TASK OBJECTIVE =>
Transcribe the material in full. Nothing should differ except that the pictures are left out.

___ DATA SUPPLIED ___

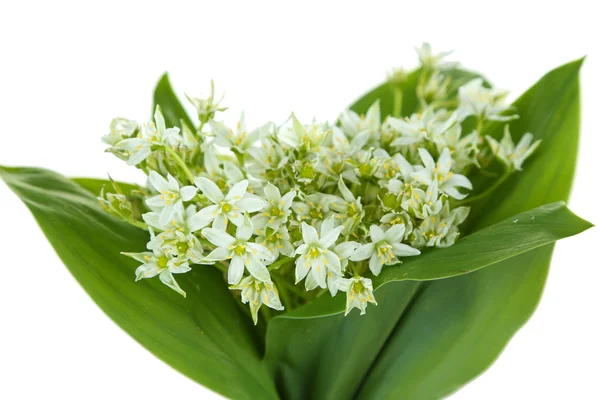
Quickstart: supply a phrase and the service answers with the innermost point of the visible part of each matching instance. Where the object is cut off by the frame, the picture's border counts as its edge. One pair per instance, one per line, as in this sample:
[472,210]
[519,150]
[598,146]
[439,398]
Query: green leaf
[205,336]
[457,327]
[513,236]
[425,340]
[171,107]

___

EXPECTED ANSWER =>
Quickstart: supply a phrase and the service answers with the innermost point of the visible part of each matching instance. Where the object is cut off by the frame, the picture's border counts as its edge. One pair per instance, one per line, as in this sample:
[472,210]
[519,150]
[598,146]
[439,398]
Query: green leaf
[205,336]
[457,327]
[513,236]
[425,340]
[171,107]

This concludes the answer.